▶ **WHAT THIS TASK INVOLVES**: Using the listing below, work out how many lines contain the word "building", and respond with that number alone.

▶ **MATERIAL TO PROCESS**:

● ● ● ● ●

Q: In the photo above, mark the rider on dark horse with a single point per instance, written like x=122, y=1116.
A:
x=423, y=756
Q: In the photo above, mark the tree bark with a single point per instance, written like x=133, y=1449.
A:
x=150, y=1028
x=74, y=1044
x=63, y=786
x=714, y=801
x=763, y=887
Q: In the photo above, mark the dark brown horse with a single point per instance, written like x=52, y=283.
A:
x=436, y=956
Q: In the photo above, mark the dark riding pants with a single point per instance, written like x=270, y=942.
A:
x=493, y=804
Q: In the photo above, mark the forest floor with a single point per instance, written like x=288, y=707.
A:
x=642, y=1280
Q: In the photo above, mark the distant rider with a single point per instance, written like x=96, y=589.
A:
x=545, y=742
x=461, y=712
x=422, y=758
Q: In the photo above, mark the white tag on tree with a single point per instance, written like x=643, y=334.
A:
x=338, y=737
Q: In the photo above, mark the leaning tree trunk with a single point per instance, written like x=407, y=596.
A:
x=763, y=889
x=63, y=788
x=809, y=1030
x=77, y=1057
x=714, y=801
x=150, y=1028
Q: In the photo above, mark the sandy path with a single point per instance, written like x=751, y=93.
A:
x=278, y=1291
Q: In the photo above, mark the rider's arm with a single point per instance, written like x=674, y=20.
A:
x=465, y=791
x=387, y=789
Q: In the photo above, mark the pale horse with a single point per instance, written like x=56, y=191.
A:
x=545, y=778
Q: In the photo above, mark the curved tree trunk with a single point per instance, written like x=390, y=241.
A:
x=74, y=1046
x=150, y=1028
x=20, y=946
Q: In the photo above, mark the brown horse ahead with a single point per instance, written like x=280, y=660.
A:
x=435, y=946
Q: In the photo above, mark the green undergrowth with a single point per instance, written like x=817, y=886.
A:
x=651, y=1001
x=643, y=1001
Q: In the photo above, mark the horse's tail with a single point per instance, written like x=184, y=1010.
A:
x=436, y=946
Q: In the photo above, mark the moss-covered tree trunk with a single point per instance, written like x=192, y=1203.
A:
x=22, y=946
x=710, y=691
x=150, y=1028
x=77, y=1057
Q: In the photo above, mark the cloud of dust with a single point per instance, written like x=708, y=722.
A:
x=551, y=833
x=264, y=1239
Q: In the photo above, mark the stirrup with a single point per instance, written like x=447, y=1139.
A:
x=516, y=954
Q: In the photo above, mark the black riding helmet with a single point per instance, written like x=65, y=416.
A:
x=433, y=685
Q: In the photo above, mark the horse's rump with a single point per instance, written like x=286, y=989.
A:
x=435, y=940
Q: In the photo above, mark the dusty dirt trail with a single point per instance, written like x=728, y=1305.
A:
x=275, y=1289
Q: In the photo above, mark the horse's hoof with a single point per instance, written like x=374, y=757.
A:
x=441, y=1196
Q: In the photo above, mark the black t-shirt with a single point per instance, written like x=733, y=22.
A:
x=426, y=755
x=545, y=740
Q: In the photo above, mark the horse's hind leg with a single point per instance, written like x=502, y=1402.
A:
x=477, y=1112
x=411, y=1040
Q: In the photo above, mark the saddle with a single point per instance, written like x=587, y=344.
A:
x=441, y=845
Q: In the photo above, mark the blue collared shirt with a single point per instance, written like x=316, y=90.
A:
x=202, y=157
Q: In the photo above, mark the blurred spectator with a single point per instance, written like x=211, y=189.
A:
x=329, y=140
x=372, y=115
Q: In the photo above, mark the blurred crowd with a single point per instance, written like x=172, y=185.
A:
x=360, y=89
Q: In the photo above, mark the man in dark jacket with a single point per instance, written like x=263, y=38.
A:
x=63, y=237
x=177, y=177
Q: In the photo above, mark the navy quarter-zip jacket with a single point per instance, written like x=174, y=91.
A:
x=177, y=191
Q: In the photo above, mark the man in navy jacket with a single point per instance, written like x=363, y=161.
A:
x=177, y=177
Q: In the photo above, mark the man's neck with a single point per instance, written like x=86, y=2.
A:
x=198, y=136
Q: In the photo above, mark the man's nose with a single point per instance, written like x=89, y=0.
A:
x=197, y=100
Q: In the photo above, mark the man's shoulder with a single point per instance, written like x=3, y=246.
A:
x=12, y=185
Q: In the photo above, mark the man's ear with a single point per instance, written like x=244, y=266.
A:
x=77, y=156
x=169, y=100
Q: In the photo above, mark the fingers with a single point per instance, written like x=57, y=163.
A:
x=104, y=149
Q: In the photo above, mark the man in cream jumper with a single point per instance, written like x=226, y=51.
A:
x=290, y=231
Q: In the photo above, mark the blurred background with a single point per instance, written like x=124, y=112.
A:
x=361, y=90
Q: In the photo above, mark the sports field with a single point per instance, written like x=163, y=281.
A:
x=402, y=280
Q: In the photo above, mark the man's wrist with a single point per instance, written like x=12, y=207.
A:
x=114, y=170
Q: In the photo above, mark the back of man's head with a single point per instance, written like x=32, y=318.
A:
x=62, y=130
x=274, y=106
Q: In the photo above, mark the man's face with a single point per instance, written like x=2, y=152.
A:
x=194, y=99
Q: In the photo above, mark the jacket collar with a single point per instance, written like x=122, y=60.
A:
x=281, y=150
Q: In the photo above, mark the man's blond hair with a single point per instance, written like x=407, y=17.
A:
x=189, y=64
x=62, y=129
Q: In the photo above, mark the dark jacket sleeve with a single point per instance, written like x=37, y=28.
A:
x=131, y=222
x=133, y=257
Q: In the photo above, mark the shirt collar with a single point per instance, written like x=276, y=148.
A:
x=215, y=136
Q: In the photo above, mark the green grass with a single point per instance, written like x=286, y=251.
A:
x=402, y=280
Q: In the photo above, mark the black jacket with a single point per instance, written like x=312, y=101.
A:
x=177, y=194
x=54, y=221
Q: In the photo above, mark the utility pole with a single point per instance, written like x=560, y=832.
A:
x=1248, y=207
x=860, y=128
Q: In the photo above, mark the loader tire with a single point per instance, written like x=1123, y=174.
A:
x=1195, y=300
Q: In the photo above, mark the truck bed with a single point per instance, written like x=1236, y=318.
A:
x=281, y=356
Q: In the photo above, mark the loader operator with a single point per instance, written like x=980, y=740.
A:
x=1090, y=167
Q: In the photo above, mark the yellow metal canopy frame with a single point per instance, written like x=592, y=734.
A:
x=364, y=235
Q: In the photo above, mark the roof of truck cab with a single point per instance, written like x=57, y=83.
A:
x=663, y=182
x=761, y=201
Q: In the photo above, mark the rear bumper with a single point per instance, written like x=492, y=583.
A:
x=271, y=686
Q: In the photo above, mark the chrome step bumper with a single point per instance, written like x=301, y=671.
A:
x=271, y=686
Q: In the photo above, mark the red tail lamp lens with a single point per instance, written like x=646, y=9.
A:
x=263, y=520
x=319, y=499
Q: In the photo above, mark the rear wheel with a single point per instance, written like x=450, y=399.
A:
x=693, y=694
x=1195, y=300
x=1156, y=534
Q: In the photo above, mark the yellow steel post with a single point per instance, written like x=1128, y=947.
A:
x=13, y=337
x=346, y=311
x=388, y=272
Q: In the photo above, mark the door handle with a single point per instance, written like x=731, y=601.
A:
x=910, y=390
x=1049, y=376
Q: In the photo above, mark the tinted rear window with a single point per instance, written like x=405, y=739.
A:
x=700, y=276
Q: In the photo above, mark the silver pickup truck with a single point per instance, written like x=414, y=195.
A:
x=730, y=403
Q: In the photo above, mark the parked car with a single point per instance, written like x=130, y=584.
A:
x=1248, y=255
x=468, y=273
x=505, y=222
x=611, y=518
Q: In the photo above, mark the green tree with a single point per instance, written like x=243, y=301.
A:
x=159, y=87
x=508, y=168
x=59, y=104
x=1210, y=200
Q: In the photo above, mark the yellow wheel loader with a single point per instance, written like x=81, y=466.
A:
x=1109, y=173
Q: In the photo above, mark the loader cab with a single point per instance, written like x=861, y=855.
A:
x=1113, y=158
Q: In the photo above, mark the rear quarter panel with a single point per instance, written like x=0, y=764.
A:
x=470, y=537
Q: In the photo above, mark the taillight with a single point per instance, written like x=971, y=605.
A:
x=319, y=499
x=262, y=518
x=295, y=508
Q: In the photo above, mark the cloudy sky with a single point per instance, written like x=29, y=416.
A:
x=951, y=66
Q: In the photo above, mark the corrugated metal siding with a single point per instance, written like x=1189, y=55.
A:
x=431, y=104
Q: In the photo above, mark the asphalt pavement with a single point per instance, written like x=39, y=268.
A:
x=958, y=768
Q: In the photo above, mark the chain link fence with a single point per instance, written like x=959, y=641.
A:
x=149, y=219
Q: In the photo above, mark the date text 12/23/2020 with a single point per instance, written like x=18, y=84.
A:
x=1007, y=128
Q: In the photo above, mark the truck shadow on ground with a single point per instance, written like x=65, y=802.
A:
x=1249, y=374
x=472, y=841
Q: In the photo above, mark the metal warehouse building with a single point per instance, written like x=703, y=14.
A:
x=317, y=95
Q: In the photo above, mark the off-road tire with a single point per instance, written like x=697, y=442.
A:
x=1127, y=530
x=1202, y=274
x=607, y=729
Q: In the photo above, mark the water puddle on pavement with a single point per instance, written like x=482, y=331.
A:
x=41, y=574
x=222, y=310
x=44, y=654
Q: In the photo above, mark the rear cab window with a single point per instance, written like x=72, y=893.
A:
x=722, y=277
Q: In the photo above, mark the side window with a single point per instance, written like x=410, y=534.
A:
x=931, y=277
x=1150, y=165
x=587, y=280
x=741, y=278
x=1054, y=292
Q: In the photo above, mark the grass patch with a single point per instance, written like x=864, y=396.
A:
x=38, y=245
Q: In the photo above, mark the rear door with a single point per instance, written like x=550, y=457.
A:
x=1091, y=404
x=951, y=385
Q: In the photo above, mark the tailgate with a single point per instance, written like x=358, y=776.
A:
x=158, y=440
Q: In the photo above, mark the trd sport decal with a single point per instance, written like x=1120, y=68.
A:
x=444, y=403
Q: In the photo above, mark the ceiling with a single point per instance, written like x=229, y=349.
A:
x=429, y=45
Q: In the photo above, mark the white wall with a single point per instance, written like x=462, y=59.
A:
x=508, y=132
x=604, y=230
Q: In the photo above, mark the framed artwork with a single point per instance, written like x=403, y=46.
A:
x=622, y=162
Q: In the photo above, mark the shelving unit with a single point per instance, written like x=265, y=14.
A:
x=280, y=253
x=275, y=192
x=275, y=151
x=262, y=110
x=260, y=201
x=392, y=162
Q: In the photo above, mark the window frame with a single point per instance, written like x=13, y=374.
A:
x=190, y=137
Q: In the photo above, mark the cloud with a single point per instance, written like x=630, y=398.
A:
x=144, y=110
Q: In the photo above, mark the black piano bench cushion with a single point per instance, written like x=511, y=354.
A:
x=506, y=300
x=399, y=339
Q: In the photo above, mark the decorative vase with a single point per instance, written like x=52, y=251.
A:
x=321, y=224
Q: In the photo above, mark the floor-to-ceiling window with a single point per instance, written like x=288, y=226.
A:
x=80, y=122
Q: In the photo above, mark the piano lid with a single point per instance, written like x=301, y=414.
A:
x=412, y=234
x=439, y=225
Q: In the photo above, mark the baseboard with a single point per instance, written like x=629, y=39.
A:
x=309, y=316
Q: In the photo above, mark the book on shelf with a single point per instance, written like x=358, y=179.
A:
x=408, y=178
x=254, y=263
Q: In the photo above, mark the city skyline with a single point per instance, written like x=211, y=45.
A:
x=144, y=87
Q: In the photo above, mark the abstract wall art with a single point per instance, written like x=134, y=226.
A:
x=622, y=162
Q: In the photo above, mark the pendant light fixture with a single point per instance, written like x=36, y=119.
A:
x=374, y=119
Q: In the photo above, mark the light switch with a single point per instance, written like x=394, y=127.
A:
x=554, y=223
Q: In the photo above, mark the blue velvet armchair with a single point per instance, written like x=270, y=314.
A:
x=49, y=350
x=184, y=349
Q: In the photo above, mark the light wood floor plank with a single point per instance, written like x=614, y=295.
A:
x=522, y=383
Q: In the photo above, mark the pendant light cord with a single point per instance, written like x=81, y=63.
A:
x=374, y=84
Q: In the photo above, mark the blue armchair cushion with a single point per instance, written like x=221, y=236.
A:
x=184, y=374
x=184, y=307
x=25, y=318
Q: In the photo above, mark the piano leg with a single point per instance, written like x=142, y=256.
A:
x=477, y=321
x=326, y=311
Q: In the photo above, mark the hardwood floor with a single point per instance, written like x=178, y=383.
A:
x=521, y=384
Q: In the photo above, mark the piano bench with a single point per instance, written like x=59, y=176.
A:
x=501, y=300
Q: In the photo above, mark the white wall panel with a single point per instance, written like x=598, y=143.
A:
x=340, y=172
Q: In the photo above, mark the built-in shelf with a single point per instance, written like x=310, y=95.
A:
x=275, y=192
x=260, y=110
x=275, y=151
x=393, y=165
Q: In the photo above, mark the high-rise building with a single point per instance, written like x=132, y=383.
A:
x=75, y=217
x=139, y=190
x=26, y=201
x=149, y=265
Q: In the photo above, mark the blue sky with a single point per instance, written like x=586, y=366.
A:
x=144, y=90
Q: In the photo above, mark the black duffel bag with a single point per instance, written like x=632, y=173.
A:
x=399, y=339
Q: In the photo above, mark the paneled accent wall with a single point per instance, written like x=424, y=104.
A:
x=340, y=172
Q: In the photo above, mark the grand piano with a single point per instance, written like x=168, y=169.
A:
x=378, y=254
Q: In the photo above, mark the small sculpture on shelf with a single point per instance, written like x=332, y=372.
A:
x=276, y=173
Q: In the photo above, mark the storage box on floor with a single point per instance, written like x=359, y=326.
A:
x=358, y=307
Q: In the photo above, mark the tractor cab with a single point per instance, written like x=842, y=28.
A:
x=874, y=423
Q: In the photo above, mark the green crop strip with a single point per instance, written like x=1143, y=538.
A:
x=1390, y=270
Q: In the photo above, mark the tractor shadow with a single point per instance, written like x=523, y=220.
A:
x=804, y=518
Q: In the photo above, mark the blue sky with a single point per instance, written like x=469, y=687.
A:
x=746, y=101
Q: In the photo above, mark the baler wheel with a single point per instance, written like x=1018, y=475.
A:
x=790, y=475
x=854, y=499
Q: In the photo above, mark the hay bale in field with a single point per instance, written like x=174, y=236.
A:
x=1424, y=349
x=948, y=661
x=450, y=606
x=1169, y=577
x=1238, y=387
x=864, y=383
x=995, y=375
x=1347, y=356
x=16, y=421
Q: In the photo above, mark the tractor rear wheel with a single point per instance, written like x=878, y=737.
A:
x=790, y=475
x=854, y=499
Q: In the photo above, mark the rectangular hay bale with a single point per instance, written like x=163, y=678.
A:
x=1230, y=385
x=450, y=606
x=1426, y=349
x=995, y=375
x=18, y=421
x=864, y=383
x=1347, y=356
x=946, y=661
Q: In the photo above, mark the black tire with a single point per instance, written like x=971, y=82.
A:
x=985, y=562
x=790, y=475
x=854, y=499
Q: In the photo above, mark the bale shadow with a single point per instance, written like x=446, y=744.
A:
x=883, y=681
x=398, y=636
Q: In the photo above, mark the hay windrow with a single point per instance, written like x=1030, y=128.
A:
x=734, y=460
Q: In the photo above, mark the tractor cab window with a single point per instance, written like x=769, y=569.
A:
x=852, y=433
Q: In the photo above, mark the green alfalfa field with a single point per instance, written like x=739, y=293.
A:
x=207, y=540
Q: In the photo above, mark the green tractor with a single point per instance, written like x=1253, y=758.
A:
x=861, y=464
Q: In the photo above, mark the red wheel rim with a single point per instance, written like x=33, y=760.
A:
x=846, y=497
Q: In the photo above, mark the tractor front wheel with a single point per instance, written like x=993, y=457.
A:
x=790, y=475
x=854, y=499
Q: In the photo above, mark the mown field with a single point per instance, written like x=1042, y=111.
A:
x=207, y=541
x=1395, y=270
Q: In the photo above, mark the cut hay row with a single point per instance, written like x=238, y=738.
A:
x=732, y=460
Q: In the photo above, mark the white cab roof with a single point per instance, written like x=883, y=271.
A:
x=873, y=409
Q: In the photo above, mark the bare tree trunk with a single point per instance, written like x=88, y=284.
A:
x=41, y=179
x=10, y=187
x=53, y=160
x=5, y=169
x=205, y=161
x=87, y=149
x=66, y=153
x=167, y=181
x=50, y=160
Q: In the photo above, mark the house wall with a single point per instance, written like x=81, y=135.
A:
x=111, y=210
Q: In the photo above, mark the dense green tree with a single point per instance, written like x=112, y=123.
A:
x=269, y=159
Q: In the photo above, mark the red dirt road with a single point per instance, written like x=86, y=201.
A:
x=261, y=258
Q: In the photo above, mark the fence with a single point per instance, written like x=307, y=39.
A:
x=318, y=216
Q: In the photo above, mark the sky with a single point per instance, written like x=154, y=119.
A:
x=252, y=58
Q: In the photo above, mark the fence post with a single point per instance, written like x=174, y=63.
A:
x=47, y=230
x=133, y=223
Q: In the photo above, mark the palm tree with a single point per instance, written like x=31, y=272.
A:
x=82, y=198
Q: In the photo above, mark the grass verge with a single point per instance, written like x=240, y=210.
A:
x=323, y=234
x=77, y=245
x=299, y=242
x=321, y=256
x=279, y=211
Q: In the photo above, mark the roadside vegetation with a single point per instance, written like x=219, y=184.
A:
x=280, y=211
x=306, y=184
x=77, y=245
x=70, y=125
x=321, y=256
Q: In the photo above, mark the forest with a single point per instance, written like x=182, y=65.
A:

● ● ● ● ●

▶ **OUTPUT**: 2